AtCoder Weekday Contest 0011 Beta题解(AWC 0011 Beta A-E)
A - A Walk Along the Cherry Blossom Trees
【题目来源】
AtCoder:A - A Walk Along the Cherry Blossom Trees
【题目描述】
Takahashi is taking a walk along a road with \(N\) points arranged in a straight line. The points are numbered \(1, 2, \ldots, N\) from left to right, and points whose numbers differ by \(1\) are adjacent to each other.
高桥正在沿着一条有 \(N\) 个点排成直线的道路散步。这些点从左到右编号为 \(1, 2, …, N\),且编号相差 \(1\) 的点彼此相邻。
Along this road, \(M\) cherry blossom trees are planted. The \(i\)-th cherry blossom tree is planted at point \(P_i\), and when Takahashi visits that point, \(V_i\) petals fall down, all of which Takahashi receives. At most one cherry blossom tree is planted at each point.

+ + +

# 你的任务
接着写上面这篇樱花树散步题的题解,从最后一句后面开始往下写。

+ + +

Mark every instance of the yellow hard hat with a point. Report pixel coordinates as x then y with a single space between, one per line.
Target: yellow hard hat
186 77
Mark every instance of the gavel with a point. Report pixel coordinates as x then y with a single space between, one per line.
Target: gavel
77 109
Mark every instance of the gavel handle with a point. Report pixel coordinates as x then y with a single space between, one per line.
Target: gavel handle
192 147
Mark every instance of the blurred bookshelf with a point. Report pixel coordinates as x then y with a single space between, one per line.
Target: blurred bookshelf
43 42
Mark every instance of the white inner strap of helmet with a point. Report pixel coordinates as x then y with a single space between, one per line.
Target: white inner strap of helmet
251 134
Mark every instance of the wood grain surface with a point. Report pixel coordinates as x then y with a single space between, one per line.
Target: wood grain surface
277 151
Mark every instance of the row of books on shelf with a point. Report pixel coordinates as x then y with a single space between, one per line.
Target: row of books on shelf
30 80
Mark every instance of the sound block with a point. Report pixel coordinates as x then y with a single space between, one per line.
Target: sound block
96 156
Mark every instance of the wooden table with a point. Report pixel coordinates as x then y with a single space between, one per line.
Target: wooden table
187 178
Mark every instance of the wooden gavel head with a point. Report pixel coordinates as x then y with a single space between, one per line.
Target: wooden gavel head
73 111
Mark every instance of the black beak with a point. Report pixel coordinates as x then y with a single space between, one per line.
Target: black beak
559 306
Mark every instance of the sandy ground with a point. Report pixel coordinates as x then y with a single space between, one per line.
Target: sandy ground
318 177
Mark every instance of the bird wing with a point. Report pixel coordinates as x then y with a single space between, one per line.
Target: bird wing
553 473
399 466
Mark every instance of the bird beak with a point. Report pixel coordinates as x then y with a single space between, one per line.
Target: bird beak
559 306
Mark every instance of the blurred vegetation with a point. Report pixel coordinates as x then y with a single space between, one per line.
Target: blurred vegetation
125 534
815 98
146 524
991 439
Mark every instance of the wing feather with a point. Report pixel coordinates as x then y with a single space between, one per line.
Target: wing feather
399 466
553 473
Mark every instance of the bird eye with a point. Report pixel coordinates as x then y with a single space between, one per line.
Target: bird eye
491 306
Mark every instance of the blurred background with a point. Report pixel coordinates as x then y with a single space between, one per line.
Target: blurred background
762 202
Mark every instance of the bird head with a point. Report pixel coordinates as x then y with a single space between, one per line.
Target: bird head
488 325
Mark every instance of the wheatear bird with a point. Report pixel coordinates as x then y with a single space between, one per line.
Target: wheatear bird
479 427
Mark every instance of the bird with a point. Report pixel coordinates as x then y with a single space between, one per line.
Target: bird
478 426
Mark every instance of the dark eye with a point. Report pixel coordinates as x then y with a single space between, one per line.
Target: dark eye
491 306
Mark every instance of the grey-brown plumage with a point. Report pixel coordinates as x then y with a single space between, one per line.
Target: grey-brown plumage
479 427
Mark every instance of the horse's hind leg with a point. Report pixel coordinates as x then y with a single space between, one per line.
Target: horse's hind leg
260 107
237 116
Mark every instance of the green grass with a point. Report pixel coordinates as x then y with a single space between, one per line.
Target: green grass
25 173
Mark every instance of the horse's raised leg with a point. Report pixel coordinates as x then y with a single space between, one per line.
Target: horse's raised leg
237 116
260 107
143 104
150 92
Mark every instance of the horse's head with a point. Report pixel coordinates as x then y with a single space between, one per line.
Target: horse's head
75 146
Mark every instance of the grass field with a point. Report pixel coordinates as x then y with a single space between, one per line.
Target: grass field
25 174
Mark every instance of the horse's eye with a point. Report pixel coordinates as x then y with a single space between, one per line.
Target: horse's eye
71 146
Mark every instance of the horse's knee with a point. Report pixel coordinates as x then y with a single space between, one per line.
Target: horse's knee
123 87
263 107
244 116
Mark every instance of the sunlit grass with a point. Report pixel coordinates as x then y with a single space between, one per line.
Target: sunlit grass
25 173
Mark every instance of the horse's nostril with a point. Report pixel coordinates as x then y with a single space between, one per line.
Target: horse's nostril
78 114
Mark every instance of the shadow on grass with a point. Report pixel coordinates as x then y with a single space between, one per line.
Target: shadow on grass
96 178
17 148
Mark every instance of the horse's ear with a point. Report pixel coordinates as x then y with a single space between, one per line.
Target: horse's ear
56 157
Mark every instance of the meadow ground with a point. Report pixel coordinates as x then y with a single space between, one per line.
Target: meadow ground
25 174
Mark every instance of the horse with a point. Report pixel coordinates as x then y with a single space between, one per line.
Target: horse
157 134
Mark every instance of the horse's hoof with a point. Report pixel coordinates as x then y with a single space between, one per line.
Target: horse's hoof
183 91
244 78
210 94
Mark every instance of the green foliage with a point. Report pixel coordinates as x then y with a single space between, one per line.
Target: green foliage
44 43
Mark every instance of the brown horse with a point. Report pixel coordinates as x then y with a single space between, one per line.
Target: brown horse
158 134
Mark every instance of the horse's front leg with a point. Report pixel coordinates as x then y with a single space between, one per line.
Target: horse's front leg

+ + +

# 书面回答
沿着这条道路,种植了 \(M\) 棵樱花树。第 \(i\) 棵樱花树种在点 \(P_i\) 处,当高桥访问该点时,会有 \(V_i\) 片花瓣飘落,所有这些花瓣都被高桥接收。每个点最多种植一棵樱花树。
Takahashi starts at point \(S\) and moves to point \(T\). He proceeds one adjacent point at a time from \(S\) toward \(T\), without ever turning back. Therefore, the points Takahashi visits, including the start and goal points, are as follows:
高桥从点 \(S\) 出发,移动到点 \(T\)。他每次从 \(S\) 向 \(T\) 移动一个相邻点,且从不回头。因此,高桥访问的点(包括起点和目标点)如下:
- When \(S \leq T\): \(S, S+1, \ldots, T\)
- When \(S > T\): \(S, S-1, \ldots, T\)
If \(S = T\), Takahashi does not move and only visits point \(S\).
如果 \(S = T\),高桥不移动,只访问点 \(S\)。
Since Takahashi moves in only one direction, he visits each point exactly once. Find the total number of petals Takahashi receives while moving from point \(S\) to point \(T\).
由于高桥只朝一个方向移动,他恰好访问每个点一次。求高桥从点 \(S\) 移动到点 \(T\) 过程中接收到的花瓣总数。
【输入】
\(N\) \(M\)
\(S\) \(T\)
\(P_1\) \(V_1\)
\(P_2\) \(V_2\)
\(\vdots\)
\(P_M\) \(V_M\)
- The first line contains \(N\), the number of points, and \(M\), the number of cherry blossom trees, separated by a space.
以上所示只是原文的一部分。